Locate the line containing "of the silver" in the material below; repeat it and every line after it, exactly as written.

:: Information given ::

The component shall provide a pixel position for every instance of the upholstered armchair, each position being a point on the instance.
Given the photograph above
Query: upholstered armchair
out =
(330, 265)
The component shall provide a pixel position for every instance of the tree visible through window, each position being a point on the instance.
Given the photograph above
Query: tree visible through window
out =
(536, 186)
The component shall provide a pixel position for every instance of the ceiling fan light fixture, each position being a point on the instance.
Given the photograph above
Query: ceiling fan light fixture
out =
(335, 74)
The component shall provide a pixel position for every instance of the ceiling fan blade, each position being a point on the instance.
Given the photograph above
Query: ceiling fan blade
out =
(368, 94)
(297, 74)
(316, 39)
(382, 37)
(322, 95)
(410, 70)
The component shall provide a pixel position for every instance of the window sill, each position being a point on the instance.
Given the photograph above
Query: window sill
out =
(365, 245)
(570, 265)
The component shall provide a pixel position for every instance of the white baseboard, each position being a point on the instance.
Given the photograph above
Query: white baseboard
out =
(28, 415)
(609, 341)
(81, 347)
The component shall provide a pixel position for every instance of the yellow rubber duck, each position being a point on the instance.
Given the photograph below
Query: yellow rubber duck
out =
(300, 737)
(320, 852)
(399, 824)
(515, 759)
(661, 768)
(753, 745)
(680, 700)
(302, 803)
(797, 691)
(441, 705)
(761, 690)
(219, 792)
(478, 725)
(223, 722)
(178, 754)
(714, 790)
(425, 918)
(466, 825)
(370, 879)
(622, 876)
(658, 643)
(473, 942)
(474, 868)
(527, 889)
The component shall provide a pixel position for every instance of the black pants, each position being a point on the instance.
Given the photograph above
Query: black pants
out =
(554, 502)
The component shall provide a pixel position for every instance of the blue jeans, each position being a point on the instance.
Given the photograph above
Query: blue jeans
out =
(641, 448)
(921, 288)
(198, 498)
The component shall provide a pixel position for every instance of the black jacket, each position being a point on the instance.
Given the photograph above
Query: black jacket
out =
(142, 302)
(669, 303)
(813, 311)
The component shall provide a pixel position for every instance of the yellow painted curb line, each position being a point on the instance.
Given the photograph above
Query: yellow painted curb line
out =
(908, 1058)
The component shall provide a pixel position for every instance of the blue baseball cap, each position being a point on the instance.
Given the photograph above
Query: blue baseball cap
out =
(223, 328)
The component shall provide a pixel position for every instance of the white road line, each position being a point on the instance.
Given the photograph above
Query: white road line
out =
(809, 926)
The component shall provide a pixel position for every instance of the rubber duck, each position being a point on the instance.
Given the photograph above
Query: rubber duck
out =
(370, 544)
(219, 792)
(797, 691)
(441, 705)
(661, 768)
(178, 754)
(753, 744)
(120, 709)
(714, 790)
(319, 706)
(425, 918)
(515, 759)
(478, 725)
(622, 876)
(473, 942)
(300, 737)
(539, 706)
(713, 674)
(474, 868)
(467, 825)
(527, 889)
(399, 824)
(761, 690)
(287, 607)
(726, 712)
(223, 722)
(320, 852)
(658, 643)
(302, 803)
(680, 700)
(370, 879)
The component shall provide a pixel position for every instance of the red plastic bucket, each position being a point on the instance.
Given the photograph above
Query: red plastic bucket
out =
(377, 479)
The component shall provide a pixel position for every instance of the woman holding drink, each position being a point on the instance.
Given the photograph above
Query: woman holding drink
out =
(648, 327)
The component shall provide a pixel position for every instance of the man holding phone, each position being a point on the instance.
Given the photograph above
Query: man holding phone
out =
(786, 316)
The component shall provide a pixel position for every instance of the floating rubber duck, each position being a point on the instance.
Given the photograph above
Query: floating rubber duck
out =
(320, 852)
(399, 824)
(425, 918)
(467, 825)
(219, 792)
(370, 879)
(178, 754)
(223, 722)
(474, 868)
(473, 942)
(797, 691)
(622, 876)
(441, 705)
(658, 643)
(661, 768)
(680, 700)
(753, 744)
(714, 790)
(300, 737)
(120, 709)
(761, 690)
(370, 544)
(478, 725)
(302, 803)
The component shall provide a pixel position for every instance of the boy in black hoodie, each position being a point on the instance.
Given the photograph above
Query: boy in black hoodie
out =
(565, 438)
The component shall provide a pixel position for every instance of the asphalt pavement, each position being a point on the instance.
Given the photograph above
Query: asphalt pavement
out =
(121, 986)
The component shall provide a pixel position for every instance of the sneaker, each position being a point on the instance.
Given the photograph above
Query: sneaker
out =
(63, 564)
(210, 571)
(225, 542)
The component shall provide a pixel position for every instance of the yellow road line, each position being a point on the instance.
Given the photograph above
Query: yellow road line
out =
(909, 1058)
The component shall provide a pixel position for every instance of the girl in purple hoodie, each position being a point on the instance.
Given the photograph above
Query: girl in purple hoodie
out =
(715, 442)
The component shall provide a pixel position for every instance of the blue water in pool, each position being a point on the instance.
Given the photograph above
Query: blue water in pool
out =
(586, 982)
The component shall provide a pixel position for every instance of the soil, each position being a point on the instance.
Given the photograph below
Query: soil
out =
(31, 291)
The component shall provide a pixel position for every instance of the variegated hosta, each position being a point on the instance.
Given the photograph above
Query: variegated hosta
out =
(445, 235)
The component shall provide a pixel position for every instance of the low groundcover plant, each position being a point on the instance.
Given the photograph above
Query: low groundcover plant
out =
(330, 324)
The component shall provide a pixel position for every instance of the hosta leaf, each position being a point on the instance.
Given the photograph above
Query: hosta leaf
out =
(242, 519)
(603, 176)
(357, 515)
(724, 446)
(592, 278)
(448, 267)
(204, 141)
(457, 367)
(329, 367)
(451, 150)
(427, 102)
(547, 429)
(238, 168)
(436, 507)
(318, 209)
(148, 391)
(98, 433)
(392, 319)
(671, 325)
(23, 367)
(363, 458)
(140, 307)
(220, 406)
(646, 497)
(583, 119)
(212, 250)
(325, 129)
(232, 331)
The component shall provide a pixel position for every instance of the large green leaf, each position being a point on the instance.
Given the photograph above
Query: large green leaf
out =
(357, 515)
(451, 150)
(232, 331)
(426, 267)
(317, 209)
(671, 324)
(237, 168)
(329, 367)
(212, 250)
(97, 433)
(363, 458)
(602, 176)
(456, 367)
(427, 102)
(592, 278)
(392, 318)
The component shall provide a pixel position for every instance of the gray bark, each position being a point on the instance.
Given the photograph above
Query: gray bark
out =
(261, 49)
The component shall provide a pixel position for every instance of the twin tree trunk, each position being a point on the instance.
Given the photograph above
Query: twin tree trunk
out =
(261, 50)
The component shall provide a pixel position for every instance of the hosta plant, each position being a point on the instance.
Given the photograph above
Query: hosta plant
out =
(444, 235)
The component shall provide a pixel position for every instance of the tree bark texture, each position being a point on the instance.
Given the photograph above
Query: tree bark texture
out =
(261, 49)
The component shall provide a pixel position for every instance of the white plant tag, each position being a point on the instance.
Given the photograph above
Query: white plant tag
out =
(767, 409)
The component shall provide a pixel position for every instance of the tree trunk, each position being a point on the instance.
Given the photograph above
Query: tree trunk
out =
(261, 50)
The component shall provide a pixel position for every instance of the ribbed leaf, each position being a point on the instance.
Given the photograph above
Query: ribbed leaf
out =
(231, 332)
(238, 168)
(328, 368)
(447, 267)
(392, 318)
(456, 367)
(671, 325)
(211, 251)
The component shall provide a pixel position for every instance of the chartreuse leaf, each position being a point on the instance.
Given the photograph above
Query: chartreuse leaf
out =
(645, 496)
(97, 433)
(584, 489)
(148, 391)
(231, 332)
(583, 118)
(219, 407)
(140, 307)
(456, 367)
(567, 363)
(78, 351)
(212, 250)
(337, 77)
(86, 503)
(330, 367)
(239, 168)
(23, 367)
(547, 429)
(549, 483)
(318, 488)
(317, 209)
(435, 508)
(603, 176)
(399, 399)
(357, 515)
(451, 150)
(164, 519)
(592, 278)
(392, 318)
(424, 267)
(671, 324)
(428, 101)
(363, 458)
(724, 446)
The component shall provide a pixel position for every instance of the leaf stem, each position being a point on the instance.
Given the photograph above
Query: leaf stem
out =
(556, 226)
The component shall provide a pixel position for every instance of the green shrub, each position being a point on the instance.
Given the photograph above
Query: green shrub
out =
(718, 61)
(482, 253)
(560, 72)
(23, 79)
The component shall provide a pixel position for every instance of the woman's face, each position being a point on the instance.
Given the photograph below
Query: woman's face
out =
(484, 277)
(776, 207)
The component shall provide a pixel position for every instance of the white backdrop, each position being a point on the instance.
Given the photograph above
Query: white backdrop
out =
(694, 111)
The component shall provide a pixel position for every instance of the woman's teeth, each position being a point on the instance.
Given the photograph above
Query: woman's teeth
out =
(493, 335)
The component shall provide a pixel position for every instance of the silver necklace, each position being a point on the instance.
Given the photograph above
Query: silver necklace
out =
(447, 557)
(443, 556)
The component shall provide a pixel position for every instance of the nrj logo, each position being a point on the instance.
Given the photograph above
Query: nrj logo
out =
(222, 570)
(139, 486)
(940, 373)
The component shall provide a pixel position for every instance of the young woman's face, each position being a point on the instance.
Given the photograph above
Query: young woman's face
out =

:::

Solution to this task:
The component shall provide a pixel position for every instance of the silver necklace, each position being a point on the instance.
Given the photograph above
Query: silver necklace
out =
(447, 557)
(443, 556)
The component shall provide a pixel position for every instance of the nrj logo, each position being a point on the instance.
Given the photograph above
Query: nrj logo
out =
(222, 570)
(139, 486)
(940, 373)
The component shall provide a pixel position for every instance of the young woman's face, each position being a point on the instance.
Given the photograph above
Query: young woman's face
out =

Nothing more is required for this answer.